- Given data
────────────────────

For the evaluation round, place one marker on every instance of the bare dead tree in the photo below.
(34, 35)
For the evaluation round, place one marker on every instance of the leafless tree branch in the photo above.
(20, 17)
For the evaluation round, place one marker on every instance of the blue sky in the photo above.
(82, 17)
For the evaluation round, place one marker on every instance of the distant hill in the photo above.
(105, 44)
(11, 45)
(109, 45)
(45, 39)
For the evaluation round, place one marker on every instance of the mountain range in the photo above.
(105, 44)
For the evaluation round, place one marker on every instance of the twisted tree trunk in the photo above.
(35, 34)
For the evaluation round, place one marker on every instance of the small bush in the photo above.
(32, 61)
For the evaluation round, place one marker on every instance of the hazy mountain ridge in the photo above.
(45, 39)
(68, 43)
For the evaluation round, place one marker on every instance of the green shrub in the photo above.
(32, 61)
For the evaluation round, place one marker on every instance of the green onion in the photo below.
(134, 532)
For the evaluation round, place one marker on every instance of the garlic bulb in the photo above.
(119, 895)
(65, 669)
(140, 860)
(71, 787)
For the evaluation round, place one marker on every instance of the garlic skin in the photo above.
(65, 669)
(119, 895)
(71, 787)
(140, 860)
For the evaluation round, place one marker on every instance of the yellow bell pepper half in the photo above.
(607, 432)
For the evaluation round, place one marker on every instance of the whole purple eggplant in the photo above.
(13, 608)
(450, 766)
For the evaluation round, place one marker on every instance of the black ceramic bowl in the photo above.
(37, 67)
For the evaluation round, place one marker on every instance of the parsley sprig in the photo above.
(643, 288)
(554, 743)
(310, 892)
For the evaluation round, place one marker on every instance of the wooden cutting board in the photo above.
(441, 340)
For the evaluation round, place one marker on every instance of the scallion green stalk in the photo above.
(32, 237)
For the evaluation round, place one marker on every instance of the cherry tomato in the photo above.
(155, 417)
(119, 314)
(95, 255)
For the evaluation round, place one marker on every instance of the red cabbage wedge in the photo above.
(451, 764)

────────────────────

- Request
Substitute "assessment round" for each occurrence of "evaluation round" throughout the records above, and reproduce every record with all other wording unchanged.

- Output of the task
For the assessment round, place one marker on every instance of the bare dead tree in the photo below.
(34, 35)
For the assessment round, place one marker on every instance of the leafless tree branch in the photo above.
(20, 17)
For the assessment round, place one marker on every instance of the blue sky in the photo above.
(82, 17)
For the assessment round, place one marker on every instance of the distant hill in the photo above.
(105, 44)
(11, 45)
(109, 45)
(45, 39)
For the assessment round, place one marker on every instance of the mountain range in the photo above.
(105, 44)
For the assessment round, place one marker on every instance of the twisted tree trunk in the photo above.
(35, 34)
For the assessment round, place one marker on every instance of the small bush in the photo above.
(32, 61)
For the assessment round, place one marker on every instance of the hazy mountain ridge in the photo above.
(45, 39)
(68, 43)
For the assessment round, place one marker on every instance of the green shrub in the photo above.
(32, 61)
For the assessment round, place one marker on every instance of the green onion in the photo below.
(134, 532)
For the assessment round, place one marker on every instance of the garlic bulb in the photo above.
(119, 895)
(65, 669)
(140, 860)
(71, 787)
For the assessment round, place one marker on every instance of the garlic skin in the photo above.
(65, 669)
(119, 895)
(71, 787)
(140, 860)
For the assessment round, place one marker on every instance of the yellow bell pepper half in the photo above.
(607, 432)
For the assessment round, place one marker on every instance of the whole purple eggplant in the photo above.
(13, 608)
(450, 766)
For the assessment round, place one marker on every instance of the black ceramic bowl in the photo above.
(37, 67)
For the assessment round, place one marker on every instance of the parsley sprig in the photo above.
(643, 288)
(554, 743)
(310, 892)
For the assessment round, place one marker on every instance of the wooden cutting board in the photo above.
(441, 340)
For the assessment round, place one marker on every instance of the scallion green stalk in the photo above.
(32, 237)
For the assessment round, place one marker on every instance of the cherry tomato in the photo above.
(155, 417)
(119, 314)
(95, 255)
For the assessment round, place one marker on every instance of the red cabbage wedge in the photo above.
(451, 764)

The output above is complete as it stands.